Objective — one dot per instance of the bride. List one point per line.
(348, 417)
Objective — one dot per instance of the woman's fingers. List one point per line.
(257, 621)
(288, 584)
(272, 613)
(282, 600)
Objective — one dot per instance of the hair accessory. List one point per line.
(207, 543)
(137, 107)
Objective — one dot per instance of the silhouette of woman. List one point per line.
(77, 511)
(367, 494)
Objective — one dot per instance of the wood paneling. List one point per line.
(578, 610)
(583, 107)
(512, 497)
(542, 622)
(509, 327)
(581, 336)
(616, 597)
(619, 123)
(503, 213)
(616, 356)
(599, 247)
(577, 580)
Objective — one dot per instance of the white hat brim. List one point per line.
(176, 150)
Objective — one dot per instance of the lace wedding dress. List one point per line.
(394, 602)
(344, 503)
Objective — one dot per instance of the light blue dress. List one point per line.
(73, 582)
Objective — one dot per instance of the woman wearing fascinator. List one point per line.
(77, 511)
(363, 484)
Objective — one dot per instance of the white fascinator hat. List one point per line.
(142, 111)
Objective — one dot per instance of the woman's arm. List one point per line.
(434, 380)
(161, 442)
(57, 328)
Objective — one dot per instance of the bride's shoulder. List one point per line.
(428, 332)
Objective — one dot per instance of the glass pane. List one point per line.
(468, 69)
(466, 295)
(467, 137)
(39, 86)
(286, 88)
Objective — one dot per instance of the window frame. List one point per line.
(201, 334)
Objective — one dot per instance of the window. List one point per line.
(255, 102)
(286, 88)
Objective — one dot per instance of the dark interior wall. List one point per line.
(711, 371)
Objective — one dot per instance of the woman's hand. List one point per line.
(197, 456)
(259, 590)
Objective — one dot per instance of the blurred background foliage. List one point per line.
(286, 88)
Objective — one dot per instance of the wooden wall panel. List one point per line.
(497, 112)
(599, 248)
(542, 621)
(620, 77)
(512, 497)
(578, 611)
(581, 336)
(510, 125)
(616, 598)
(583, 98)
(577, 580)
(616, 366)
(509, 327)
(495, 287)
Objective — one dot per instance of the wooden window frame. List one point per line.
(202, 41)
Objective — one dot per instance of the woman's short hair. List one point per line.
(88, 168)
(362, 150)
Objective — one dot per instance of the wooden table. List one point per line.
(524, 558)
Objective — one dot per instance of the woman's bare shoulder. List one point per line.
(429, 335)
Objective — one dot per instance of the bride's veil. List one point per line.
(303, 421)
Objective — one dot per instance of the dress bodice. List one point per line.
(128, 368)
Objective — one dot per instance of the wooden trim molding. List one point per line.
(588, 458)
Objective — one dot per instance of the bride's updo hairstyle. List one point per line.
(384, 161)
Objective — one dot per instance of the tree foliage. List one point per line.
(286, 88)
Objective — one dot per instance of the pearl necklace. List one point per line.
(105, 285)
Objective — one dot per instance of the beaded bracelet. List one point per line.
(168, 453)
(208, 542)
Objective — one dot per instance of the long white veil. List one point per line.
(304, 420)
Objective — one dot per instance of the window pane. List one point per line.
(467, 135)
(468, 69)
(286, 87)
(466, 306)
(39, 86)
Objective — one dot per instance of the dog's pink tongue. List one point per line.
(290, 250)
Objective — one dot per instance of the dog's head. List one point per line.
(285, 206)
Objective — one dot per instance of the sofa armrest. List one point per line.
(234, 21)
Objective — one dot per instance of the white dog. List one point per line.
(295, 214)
------------------------------------------------
From the line containing "Objective — one dot per instance of the dog's head." through the last line of the records, output each line exactly and nothing more.

Objective — one dot per instance of the dog's head. List one point per line.
(285, 206)
Objective — one dot per instance of the sofa armrest. List one point per line.
(234, 21)
Objective — one dot per instance of the white dog. List one point per line.
(295, 214)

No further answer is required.